Chernobyl is still topical and even more so after his series has become one of the best rated in IMDB history. Tourism in the area continues to grow and with it the questions about the current state of the flora and fauna that live there. In 33 years, the exclusion zone has gone from being the scene of one of the greatest catastrophes to being called a Radioactive Biosphere Reserve due to the diversity of animals and plants that currently roam freely.
However, although this is the case today, in 1986 plants were the ones that best responded to radioactivity, adapting to it and fighting cancer much better than animals.
3 years. It was the time that the surviving Ukrainian flora needed to adapt to the new radioactive context. The plants that survived the explosion were all those that were beyond the 10 km2 near the reactor. In fact, at that distance there was a pine forest that ended up being called “red forest” because it absorbed the energy ejected by the reactor on the night of the catastrophe.
Why did they survive? Unlike animals, according to the BBC biochemist Stuart Thompson, plants are capable of adapting to the most extreme conditions, among other things, because they cannot move from the ground. For this reason, instead of having a defined and organized cell structure, they have another that is constantly changing and is capable of creating new cells if necessary. And this is what they do in a context of genetic alteration.
The cancer does not spread. While radioactivity and its harmful particles kill animal cells and tissues, plants have the virtue of being able to replace damaged structures and create new cells, specifically the type they need. In addition, they learn to work around cancerous tissue and do not spread cancer cells to the rest of the plant. The latter is thanks to the rigidity of plant tissues, which are often not connected to each other.
In this way, even if the cell of a plant suffers mutations (genetic alterations) in its sequencing, it does not have to affect the rest of the cells since they do not multiply arbitrarily as happens in animals.
a particular DNA. Another factor that makes radioactivity so dangerous is its power to directly penetrate cells’ DNA and modify them, causing irreparable damage. Unlike animals, plants are able to resort to chemical mechanisms that they used when the natural radioactivity of the Earth was higher. Thus, in order to protect their DNA, they use this genetic information, increasing their survival rate compared to animals.

:::

• **Apply what you read**:
**1.** In the article on Chernobyl's plants, how much time did the surviving Ukrainian flora need to adapt to the new radioactive context?
**2.** Copy out the article on Chernobyl's plants word for word, between "Why did they" and "to each other.", inclusive.

Records from a dataset
:::

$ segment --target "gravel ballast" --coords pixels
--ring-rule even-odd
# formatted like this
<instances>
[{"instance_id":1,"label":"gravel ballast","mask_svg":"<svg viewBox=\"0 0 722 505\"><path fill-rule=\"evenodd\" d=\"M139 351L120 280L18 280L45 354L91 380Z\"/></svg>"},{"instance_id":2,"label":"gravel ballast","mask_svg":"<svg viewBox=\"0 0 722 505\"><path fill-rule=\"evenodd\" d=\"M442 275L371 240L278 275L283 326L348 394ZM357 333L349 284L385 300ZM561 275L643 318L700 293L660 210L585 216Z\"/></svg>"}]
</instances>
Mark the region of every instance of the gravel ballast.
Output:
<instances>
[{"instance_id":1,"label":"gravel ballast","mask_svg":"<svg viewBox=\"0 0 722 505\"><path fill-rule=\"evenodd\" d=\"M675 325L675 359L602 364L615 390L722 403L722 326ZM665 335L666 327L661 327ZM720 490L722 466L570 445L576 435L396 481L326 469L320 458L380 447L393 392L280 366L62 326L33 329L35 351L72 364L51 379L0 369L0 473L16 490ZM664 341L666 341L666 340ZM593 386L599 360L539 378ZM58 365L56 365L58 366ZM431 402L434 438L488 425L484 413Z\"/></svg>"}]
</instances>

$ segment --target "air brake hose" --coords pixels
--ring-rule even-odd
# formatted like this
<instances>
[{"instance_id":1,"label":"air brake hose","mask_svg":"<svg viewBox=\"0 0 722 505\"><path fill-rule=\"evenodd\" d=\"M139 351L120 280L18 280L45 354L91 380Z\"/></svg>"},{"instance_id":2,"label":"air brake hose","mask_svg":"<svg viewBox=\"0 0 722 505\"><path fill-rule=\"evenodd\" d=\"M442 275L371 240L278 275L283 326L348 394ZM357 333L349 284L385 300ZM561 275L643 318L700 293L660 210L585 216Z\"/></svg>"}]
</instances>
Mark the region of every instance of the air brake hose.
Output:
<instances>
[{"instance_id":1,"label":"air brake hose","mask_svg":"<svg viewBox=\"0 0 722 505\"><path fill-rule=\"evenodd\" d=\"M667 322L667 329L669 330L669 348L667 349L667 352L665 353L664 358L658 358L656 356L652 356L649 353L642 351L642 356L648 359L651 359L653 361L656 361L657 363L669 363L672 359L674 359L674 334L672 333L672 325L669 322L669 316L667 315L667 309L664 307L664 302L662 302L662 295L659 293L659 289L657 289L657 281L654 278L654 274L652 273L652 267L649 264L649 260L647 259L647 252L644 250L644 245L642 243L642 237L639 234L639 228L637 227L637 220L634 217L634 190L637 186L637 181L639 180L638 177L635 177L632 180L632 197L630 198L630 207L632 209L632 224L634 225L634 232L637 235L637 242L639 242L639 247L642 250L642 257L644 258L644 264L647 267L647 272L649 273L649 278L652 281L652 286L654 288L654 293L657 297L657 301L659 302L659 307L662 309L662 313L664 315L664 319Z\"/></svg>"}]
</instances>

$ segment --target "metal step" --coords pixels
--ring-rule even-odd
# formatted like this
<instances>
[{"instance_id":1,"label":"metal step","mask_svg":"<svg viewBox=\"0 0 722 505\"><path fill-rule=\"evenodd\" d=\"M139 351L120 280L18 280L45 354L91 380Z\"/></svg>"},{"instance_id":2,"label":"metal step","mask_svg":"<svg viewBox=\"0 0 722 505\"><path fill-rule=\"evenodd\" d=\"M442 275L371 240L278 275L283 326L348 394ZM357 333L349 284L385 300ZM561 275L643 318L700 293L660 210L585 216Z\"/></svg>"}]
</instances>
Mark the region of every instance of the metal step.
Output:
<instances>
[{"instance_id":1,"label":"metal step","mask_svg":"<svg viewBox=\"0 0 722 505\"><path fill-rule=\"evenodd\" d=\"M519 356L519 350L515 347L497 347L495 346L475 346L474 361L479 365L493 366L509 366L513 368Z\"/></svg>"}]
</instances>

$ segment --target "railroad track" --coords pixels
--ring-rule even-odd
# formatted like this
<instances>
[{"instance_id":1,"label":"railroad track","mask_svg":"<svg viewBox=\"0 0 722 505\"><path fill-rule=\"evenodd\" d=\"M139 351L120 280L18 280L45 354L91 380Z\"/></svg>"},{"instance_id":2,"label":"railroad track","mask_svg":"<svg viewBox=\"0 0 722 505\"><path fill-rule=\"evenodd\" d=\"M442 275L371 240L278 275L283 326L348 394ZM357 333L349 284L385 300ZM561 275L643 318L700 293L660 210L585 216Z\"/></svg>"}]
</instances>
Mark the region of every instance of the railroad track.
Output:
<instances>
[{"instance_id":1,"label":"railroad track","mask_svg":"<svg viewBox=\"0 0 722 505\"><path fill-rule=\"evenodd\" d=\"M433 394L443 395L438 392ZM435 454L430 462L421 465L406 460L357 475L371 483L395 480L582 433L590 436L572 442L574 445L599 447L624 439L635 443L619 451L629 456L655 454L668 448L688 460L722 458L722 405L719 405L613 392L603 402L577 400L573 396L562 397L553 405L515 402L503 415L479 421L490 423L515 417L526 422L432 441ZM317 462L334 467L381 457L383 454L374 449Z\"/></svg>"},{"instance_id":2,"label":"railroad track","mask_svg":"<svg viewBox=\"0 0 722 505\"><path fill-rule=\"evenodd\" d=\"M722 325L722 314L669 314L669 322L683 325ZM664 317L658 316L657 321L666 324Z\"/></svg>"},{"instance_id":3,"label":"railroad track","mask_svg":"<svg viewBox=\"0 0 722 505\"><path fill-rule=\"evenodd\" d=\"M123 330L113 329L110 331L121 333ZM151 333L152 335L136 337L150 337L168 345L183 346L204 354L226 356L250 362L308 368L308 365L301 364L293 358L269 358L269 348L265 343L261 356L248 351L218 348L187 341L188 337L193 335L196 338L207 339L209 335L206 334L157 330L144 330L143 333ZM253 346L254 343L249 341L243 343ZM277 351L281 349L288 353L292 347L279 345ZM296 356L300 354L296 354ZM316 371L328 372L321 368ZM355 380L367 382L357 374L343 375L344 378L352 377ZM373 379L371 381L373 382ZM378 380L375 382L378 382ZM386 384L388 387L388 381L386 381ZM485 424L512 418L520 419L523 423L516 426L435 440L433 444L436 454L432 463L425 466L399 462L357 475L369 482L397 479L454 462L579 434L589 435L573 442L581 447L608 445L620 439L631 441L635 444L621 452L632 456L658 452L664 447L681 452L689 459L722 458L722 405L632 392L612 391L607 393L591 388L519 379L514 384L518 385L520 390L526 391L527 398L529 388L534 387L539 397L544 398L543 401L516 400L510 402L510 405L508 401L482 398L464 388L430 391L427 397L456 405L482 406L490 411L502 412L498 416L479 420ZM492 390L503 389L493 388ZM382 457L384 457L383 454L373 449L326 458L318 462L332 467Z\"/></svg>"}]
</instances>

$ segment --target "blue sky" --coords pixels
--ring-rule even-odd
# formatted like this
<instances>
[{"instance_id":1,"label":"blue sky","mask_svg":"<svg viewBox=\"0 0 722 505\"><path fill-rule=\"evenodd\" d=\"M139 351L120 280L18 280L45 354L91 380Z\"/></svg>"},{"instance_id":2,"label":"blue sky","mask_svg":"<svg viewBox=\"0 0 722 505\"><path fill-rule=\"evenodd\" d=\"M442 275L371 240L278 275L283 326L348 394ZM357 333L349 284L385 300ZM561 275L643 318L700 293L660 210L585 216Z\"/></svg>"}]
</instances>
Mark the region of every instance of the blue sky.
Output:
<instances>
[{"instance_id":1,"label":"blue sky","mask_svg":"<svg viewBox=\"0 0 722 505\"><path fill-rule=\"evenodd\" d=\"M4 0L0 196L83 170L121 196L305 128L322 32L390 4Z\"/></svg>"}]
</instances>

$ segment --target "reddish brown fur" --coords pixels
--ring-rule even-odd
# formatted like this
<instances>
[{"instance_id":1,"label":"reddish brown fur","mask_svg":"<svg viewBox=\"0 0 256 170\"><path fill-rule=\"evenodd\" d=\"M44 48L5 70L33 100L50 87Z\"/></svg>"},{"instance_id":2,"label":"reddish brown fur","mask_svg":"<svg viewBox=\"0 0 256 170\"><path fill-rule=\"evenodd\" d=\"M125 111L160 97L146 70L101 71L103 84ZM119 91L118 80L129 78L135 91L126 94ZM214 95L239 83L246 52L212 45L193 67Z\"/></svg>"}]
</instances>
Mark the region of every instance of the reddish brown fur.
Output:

:::

• **Exercise solutions**:
**1.** Three years.

**2.**
Why did they survive? Unlike animals, according to the BBC biochemist Stuart Thompson, plants are capable of adapting to the most extreme conditions, among other things, because they cannot move from the ground. For this reason, instead of having a defined and organized cell structure, they have another that is constantly changing and is capable of creating new cells if necessary. And this is what they do in a context of genetic alteration.
The cancer does not spread. While radioactivity and its harmful particles kill animal cells and tissues, plants have the virtue of being able to replace damaged structures and create new cells, specifically the type they need. In addition, they learn to work around cancerous tissue and do not spread cancer cells to the rest of the plant. The latter is thanks to the rigidity of plant tissues, which are often not connected to each other.